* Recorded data
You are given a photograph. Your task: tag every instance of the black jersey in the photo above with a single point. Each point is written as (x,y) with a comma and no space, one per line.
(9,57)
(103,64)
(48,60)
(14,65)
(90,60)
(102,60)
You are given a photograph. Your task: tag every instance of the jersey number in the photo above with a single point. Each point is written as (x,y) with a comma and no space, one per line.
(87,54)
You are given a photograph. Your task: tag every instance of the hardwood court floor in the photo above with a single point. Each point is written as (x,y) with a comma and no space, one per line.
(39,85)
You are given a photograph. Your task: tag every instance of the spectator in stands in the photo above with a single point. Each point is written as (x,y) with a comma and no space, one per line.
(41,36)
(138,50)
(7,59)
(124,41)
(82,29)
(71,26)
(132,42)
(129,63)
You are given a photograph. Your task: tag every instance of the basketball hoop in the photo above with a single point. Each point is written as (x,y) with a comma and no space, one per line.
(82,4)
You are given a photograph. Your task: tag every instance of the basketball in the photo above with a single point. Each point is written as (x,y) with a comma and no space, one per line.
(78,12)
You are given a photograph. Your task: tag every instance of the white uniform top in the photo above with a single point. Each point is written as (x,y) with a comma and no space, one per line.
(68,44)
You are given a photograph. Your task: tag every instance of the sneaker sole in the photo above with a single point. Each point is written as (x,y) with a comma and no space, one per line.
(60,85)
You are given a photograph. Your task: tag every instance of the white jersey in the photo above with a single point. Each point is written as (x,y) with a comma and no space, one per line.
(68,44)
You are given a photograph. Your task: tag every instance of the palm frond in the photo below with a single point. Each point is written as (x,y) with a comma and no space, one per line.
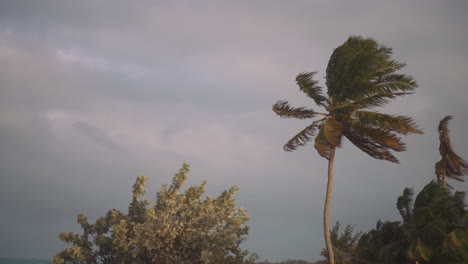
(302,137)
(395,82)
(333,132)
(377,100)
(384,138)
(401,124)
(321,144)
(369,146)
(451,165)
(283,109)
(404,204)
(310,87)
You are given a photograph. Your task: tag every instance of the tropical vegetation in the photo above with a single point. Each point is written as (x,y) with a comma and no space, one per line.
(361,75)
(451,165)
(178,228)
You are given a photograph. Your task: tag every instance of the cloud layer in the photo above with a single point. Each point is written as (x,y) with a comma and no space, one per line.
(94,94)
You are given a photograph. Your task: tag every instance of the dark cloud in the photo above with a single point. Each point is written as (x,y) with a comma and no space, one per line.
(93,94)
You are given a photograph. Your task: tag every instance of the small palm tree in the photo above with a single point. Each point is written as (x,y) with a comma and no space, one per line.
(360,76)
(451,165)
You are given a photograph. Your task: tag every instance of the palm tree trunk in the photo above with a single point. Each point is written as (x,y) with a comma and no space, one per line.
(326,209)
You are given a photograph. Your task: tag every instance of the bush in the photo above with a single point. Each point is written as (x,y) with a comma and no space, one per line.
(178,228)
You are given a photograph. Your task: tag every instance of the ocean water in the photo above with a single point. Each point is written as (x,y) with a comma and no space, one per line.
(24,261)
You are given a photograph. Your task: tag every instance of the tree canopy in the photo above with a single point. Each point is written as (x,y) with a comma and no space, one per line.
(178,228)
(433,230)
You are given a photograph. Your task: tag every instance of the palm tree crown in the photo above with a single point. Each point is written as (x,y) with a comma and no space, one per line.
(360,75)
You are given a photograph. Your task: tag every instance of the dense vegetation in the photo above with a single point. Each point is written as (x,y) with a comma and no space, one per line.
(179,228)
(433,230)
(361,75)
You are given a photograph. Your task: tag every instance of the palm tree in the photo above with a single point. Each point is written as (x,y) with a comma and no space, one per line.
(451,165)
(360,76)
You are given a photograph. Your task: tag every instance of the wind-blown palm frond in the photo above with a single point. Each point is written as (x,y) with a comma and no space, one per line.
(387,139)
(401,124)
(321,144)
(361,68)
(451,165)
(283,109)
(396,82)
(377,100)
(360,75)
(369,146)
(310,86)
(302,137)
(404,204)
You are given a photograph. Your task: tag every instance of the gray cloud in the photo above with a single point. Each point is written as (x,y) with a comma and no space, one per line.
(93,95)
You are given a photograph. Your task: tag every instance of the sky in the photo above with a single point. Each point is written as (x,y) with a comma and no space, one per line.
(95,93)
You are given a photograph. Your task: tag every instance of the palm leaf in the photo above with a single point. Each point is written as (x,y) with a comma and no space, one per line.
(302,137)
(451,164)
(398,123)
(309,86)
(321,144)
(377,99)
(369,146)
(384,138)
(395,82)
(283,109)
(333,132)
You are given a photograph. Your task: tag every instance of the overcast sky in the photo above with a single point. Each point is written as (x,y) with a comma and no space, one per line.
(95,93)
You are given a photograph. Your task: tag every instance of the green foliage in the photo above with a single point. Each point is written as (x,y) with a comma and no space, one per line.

* Your objective
Write out every line of the records above as a numbered list, leaving out blank lines and pictures.

* Answer to this problem
1. You are given a photograph. Your task: tag every instance of the black jersey in the photo above with a single point. Each point is written as (x,y) with a comma and no space, one per line.
2. (9,57)
3. (103,64)
4. (48,60)
5. (14,65)
6. (90,60)
7. (102,60)
8. You are given a photograph. Your task: tag every instance of the jersey number in the photo above with a single point. Each point is written as (x,y) with a comma and no space, one per line.
9. (87,54)
10. You are given a photograph. Your task: tag every instance of the hardwood court floor in the photo above with a single point. Each point is written as (x,y) with a comma and no space, one per line.
11. (39,85)
12. You are given a photograph. Your task: tag every instance of the spectator in stands in the photo above with a single point. Each point is written as (x,y) with a comma and no space, one per line.
13. (41,36)
14. (138,50)
15. (7,59)
16. (124,41)
17. (82,29)
18. (71,26)
19. (132,42)
20. (129,63)
21. You are given a photograph. Your task: tag every instance of the basketball hoop in the photo above with a single point. Each point is written as (x,y) with a comma and no space, one per line.
22. (82,4)
23. You are given a photograph. Your task: tag every instance of the basketball in the photo above with a single point. Each point is written as (x,y) with a comma and no space, one per line.
24. (78,12)
25. You are given a photograph. Your task: tag every instance of the white uniform top in the photo above with a single point. Each point is written as (x,y) with a comma and no space, one per line.
26. (68,44)
27. You are given a photograph. Your task: tag every instance of the sneaker sole in the photo above with a single point. Each point is written as (x,y) with a comma and no space, one per line.
28. (60,85)
29. You are given a photograph. Your task: tag every instance of the white jersey in the photo above with a single point. Each point is written as (x,y) with a comma and no space, one per line.
30. (68,44)
31. You are given a photograph. Your task: tag every instance of the palm frond in the photo below with a single point. Each point is written as (x,y) with a comma and no space, one per line.
32. (302,137)
33. (395,82)
34. (333,132)
35. (377,100)
36. (384,138)
37. (401,124)
38. (321,144)
39. (369,146)
40. (451,165)
41. (283,109)
42. (404,204)
43. (310,87)
44. You are given a photograph. Your task: tag every instance of the tropical vegetation in the photo above with a single point. Each point is written as (x,y) with a comma and no space, one per line.
45. (361,75)
46. (451,165)
47. (178,228)
48. You are given a photograph. Your task: tag every instance of the cloud layer in the photo above with a single point. Each point is written as (x,y) with a comma and no space, one per line.
49. (94,94)
50. You are given a photograph. Your task: tag every instance of the dark cloud in the photo above with a single point. Each point is written as (x,y) with a comma and no space, one per line.
51. (93,94)
52. You are given a photograph. Your task: tag every instance of the small palm tree in the photo above with a single point. Each point is written as (x,y) with a comma and no space, one per line.
53. (360,76)
54. (451,165)
55. You are given a photograph. Your task: tag every instance of the palm tree trunk in the photo above with a single point. Each point is written as (x,y) with a comma and no space, one per line.
56. (326,209)
57. You are given a photograph. Your task: tag every instance of the bush in the photo above with a single point. Each point is written as (x,y) with a comma and no space, one per line.
58. (178,228)
59. You are given a photograph. Your task: tag every instance of the ocean water in the photo above with a single point. Each point is written as (x,y) with a comma and no space, one per line.
60. (24,261)
61. You are given a photograph. Your task: tag every instance of the tree canopy in the photo above with a single point. Each point is written as (x,y) with a comma and no space, one per line.
62. (178,228)
63. (433,230)
64. You are given a photograph. Your task: tag every instance of the palm tree crown in the photo above with a single point. Each point is written as (x,y) with a comma and no space, one per line.
65. (360,75)
66. You are given a photograph. Your task: tag every instance of the dense vegetation in the photo above with a single point. Each point is written as (x,y) with a comma and no space, one per line.
67. (179,228)
68. (433,230)
69. (361,75)
70. You are given a photograph. Your task: tag every instance of the palm tree in the photo above with a single point. Each point is written as (x,y) with a comma and no space, one per line.
71. (451,165)
72. (360,76)
73. You are given a photograph. Your task: tag every instance of the wind-blown palm frond in the photo above with a single point. Each point is written as (x,y) with a comma and no space, one per line.
74. (387,139)
75. (401,124)
76. (321,144)
77. (361,68)
78. (451,165)
79. (283,109)
80. (396,82)
81. (377,100)
82. (360,75)
83. (369,146)
84. (310,86)
85. (302,137)
86. (404,204)
87. You are given a photograph. Your task: tag every instance of the gray cloud in the photo above with a single point. Each point is written as (x,y) with a comma and no space, one per line.
88. (93,95)
89. You are given a photograph. Your task: tag every instance of the sky in the photo above with a single point. Each point is written as (x,y) with a comma and no space, one per line.
90. (95,93)
91. You are given a photograph. Your task: tag every instance of the palm leaf in the photo above with a single point. Each point is written as (x,y) with a comma and no space, one per line.
92. (302,137)
93. (451,164)
94. (398,123)
95. (309,86)
96. (321,144)
97. (377,99)
98. (369,146)
99. (384,138)
100. (395,82)
101. (283,109)
102. (333,132)
103. You are given a photograph. Your task: tag every instance of the overcast sky in the photo above with a single point. Each point is written as (x,y) with a comma and no space, one per line.
104. (95,93)
105. You are given a photograph. Your task: tag every instance of the green foliage in the photo above with a single point. Each point is written as (x,y) with a comma and no space, one per line.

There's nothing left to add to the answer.